→ **Your task**:
Output the lines of the records below exactly, beginning at their first line and ending at the line with "Every instance of the dog's black"; include no pictures.

Region pointing data
- - -

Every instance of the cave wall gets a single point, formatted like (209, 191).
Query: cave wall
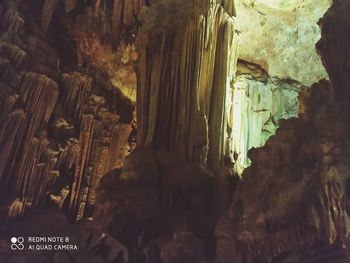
(277, 40)
(187, 63)
(292, 203)
(63, 127)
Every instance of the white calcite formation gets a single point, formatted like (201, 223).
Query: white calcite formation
(277, 37)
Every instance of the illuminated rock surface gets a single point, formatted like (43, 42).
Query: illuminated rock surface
(61, 129)
(280, 36)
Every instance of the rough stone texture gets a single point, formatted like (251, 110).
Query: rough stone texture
(292, 204)
(61, 131)
(257, 108)
(275, 35)
(172, 97)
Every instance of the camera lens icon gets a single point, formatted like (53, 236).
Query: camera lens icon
(17, 243)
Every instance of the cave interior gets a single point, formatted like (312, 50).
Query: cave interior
(175, 131)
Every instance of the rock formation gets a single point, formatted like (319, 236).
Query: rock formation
(61, 129)
(301, 201)
(197, 85)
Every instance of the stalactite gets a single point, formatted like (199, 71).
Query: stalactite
(180, 88)
(117, 22)
(76, 90)
(48, 11)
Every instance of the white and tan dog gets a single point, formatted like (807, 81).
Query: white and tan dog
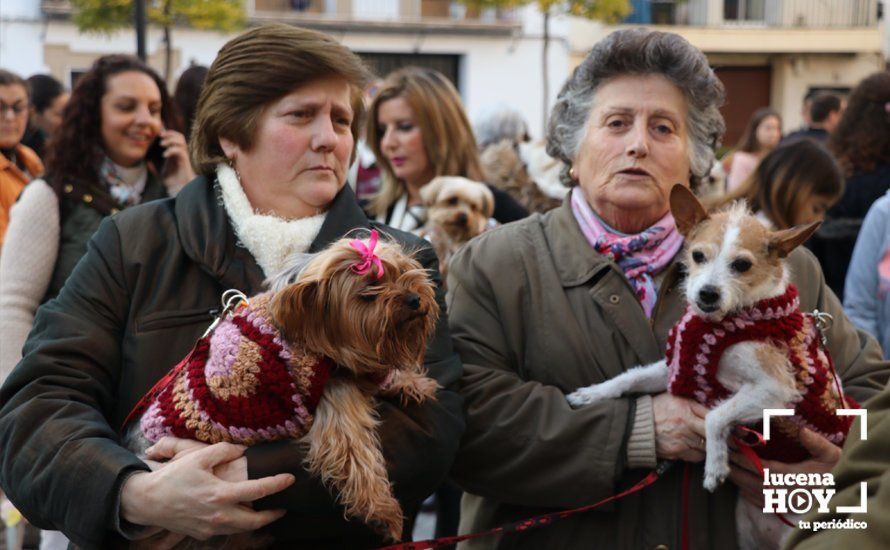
(458, 209)
(742, 346)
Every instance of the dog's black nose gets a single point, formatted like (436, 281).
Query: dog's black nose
(412, 301)
(709, 295)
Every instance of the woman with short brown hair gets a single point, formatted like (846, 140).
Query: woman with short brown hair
(276, 130)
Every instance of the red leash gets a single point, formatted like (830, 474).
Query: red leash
(749, 453)
(533, 522)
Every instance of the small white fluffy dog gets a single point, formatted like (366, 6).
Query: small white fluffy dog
(737, 285)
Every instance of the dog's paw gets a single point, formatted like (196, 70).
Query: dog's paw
(421, 388)
(588, 395)
(715, 475)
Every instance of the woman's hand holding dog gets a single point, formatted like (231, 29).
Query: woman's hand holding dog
(750, 482)
(679, 428)
(191, 495)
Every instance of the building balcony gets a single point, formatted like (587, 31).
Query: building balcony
(798, 14)
(420, 16)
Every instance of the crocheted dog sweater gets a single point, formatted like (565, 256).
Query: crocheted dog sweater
(241, 384)
(696, 344)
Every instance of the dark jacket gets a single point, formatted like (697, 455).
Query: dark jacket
(833, 243)
(536, 314)
(78, 221)
(136, 304)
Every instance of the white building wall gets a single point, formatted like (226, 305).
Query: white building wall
(21, 35)
(794, 75)
(494, 70)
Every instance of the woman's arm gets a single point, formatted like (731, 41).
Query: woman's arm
(26, 267)
(861, 300)
(63, 463)
(63, 466)
(524, 444)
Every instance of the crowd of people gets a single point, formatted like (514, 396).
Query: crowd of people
(126, 212)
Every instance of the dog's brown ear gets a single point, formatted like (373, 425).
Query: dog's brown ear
(687, 211)
(430, 191)
(781, 243)
(487, 200)
(295, 311)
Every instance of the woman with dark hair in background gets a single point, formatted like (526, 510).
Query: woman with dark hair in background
(795, 183)
(861, 144)
(48, 100)
(118, 145)
(273, 137)
(761, 136)
(18, 163)
(188, 90)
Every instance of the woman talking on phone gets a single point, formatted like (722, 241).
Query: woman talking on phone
(118, 145)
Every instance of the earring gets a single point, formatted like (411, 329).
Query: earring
(231, 164)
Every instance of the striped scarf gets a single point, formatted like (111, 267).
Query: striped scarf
(640, 256)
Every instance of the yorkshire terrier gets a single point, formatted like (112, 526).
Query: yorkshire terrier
(742, 346)
(505, 168)
(305, 361)
(458, 209)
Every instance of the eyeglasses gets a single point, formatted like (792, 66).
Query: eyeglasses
(16, 108)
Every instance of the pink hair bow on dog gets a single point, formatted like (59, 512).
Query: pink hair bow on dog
(369, 257)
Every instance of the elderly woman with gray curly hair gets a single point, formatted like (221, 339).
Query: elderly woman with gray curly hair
(584, 302)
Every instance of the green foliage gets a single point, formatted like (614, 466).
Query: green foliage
(106, 16)
(608, 11)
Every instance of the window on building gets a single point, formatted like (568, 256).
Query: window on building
(744, 10)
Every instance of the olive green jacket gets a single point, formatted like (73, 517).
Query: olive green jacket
(535, 313)
(862, 460)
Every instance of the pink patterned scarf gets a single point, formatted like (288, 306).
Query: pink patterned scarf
(640, 256)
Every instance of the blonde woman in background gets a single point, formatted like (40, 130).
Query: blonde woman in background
(418, 130)
(761, 136)
(795, 183)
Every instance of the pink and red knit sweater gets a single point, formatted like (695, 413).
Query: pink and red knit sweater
(241, 384)
(696, 344)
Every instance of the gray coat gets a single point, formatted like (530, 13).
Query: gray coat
(535, 313)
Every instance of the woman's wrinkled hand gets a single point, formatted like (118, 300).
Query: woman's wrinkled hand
(186, 496)
(170, 448)
(825, 456)
(679, 428)
(177, 166)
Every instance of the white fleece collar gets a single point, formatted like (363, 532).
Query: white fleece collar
(270, 239)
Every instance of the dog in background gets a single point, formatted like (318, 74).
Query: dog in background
(458, 209)
(742, 346)
(506, 169)
(305, 361)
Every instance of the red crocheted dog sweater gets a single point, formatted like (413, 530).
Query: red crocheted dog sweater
(696, 344)
(241, 384)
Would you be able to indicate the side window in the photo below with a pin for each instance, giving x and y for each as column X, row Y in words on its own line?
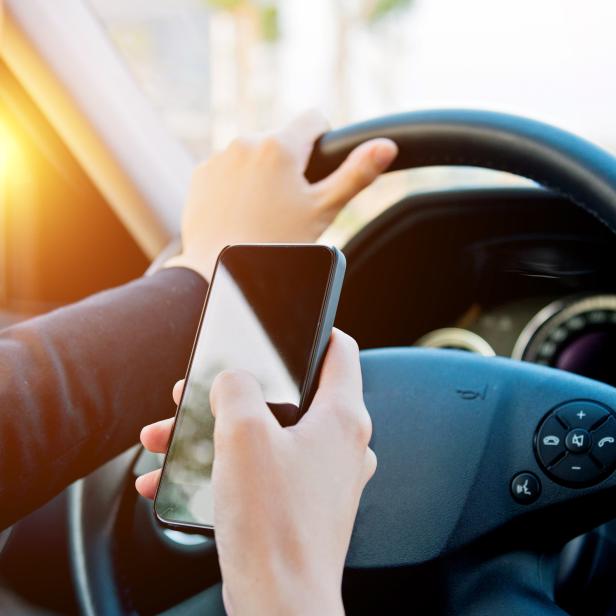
column 59, row 240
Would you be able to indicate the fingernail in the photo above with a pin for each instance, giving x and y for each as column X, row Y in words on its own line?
column 383, row 154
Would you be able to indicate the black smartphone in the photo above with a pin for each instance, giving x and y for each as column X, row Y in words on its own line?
column 269, row 310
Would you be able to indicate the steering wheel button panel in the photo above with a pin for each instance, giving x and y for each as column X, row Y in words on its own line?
column 576, row 443
column 551, row 441
column 604, row 443
column 582, row 414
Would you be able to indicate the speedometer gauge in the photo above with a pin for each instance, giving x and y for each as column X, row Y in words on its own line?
column 576, row 334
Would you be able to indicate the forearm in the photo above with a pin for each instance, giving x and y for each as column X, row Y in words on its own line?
column 77, row 385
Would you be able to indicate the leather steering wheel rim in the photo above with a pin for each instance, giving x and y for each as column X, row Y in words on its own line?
column 558, row 160
column 554, row 158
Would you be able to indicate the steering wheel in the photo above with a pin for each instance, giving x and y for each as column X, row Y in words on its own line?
column 487, row 466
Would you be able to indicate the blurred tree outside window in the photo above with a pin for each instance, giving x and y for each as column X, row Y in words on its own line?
column 217, row 68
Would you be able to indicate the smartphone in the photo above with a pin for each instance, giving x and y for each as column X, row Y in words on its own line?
column 269, row 310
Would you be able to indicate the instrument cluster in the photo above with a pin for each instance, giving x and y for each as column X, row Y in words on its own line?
column 576, row 334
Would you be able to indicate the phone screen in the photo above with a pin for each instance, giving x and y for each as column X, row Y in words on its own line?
column 262, row 315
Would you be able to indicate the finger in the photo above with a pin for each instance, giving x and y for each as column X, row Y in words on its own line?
column 147, row 484
column 238, row 404
column 361, row 167
column 178, row 388
column 341, row 372
column 301, row 133
column 370, row 464
column 339, row 399
column 155, row 437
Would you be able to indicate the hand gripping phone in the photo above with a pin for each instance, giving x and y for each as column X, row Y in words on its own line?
column 269, row 310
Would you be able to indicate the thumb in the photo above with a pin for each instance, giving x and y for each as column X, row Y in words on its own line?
column 238, row 404
column 361, row 167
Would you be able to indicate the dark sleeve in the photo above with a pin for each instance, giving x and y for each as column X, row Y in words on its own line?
column 78, row 384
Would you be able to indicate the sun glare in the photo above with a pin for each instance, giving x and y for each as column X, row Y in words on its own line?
column 13, row 164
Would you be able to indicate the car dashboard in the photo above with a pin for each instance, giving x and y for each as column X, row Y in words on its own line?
column 513, row 272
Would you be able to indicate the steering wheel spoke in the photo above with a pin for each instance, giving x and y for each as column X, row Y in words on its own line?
column 456, row 439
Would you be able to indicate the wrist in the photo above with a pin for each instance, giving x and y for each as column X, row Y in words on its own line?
column 284, row 593
column 202, row 266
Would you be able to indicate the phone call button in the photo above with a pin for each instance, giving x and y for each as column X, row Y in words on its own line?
column 604, row 443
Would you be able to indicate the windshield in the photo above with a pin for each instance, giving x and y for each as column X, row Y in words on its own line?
column 217, row 68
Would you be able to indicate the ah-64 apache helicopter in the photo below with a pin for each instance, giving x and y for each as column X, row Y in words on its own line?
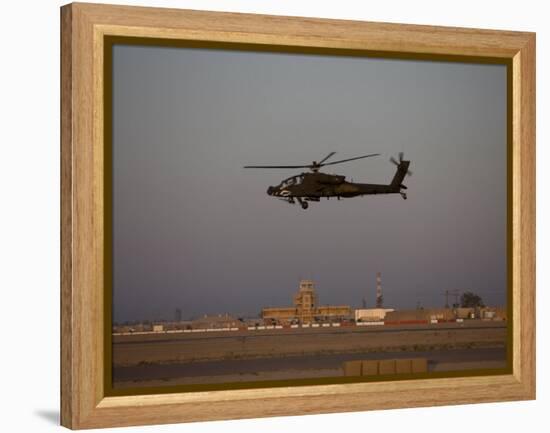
column 313, row 186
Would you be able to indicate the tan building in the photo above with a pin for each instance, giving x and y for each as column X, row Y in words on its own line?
column 371, row 314
column 306, row 308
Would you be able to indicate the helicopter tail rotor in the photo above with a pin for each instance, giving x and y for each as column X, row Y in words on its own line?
column 399, row 162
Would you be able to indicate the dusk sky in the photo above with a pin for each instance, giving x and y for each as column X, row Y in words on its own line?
column 194, row 230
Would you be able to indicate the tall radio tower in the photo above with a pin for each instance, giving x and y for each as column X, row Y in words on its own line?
column 379, row 297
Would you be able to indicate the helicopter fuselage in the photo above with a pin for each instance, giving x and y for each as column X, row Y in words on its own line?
column 313, row 186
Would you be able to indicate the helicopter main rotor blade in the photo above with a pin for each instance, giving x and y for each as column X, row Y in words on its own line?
column 327, row 157
column 349, row 159
column 277, row 166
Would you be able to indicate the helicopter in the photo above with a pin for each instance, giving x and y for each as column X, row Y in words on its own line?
column 311, row 187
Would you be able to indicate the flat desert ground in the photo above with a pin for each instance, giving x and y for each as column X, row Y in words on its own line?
column 160, row 359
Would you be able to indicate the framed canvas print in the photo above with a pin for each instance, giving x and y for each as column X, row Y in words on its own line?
column 269, row 216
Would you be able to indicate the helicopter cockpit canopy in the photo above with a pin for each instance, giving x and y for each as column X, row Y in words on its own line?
column 293, row 180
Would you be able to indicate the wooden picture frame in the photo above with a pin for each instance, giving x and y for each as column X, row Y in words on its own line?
column 84, row 28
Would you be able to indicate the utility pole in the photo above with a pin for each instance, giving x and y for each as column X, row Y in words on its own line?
column 379, row 297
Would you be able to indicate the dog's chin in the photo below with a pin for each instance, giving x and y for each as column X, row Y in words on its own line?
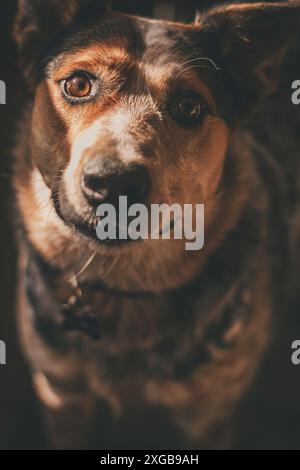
column 86, row 224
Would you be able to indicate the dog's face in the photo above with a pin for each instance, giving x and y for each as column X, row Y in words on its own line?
column 139, row 108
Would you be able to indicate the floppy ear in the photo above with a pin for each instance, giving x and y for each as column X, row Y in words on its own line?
column 249, row 42
column 38, row 22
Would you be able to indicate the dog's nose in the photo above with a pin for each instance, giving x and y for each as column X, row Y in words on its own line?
column 104, row 180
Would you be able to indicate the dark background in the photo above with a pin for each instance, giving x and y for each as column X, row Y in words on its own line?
column 269, row 417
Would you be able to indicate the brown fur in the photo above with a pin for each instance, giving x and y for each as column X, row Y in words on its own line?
column 184, row 331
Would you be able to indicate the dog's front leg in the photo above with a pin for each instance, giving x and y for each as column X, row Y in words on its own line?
column 69, row 418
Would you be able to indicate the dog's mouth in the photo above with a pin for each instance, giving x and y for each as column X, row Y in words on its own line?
column 87, row 225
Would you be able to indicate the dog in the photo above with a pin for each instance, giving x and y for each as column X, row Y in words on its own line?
column 156, row 110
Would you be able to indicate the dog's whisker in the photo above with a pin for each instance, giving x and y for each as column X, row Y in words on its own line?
column 112, row 266
column 86, row 265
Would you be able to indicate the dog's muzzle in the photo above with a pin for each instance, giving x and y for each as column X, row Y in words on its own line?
column 168, row 10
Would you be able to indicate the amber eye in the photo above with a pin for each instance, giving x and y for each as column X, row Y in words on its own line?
column 78, row 86
column 188, row 109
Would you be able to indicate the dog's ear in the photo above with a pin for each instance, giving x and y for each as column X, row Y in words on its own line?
column 249, row 42
column 37, row 23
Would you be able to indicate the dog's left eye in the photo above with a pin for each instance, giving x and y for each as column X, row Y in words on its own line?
column 78, row 86
column 188, row 109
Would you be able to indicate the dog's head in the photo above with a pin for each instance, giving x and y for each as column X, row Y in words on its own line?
column 142, row 108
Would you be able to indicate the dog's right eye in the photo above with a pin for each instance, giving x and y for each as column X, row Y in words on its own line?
column 78, row 86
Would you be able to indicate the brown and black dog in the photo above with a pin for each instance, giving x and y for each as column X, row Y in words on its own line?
column 159, row 105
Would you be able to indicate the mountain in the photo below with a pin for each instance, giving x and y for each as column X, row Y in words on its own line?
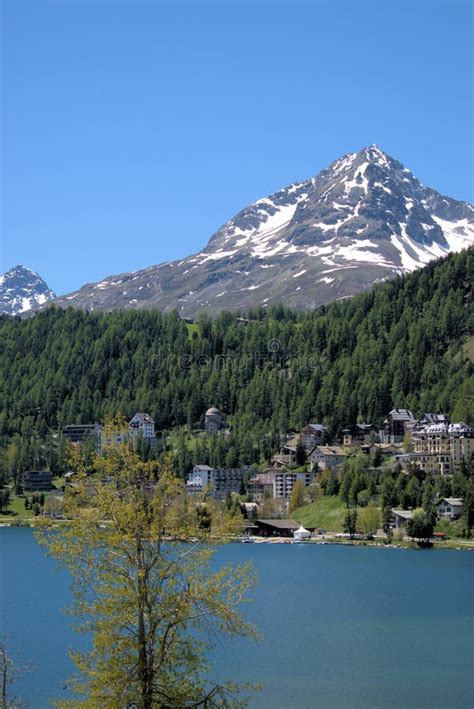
column 22, row 289
column 363, row 219
column 406, row 343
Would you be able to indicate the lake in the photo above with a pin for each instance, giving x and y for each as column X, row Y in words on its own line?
column 343, row 627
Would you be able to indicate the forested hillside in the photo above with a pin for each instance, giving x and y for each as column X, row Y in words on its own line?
column 406, row 343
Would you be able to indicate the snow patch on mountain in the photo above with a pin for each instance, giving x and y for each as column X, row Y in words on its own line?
column 21, row 289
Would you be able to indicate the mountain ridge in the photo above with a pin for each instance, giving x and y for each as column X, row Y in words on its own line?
column 21, row 290
column 362, row 219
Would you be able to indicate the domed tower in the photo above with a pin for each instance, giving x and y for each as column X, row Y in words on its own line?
column 214, row 420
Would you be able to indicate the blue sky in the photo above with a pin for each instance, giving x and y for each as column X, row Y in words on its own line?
column 132, row 130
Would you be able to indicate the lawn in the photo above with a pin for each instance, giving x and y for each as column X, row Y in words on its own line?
column 17, row 510
column 326, row 512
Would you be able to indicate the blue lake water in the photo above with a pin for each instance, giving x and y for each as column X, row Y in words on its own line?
column 343, row 627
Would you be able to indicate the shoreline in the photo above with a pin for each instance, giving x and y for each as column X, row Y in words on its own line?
column 454, row 544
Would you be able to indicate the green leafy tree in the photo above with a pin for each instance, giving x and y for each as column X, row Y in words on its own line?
column 369, row 519
column 350, row 522
column 421, row 526
column 147, row 600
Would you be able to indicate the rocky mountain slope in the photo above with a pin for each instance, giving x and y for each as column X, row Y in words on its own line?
column 21, row 290
column 363, row 219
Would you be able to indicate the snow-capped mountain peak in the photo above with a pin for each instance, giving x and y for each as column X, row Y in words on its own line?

- - -

→ **Result below**:
Every instance of the cave wall gets a single point, formatted like (209, 191).
Query: cave wall
(277, 40)
(187, 63)
(292, 203)
(63, 127)
Every instance of the white calcite formation gets a single point, formatted like (201, 223).
Query: white calcite formation
(277, 37)
Every instance of the illuminated rock surface gets a single point, formatted like (43, 42).
Query: illuminated rock surface
(61, 129)
(280, 36)
Every instance of the rough stone texture gets a single point, formatted like (251, 110).
Query: rough stone texture
(292, 204)
(61, 131)
(257, 108)
(275, 35)
(172, 97)
Every instance of the camera lens icon gets a single point, formatted like (53, 236).
Query: camera lens icon
(17, 243)
Every instance of the cave interior gets a single point, formatted like (312, 50).
Query: cave interior
(175, 131)
Every instance of the rock formation gets a single point, formatted like (319, 236).
Query: rock formation
(61, 129)
(301, 201)
(197, 85)
Every instance of the stalactite gets a single point, formatted like (199, 71).
Query: stalactite
(180, 88)
(117, 22)
(76, 90)
(48, 11)
Every instance of the white and tan dog gets a single point, formatted like (807, 81).
Query: white and tan dog
(458, 209)
(742, 346)
Every instance of the dog's black nose gets a single point, formatted like (436, 281).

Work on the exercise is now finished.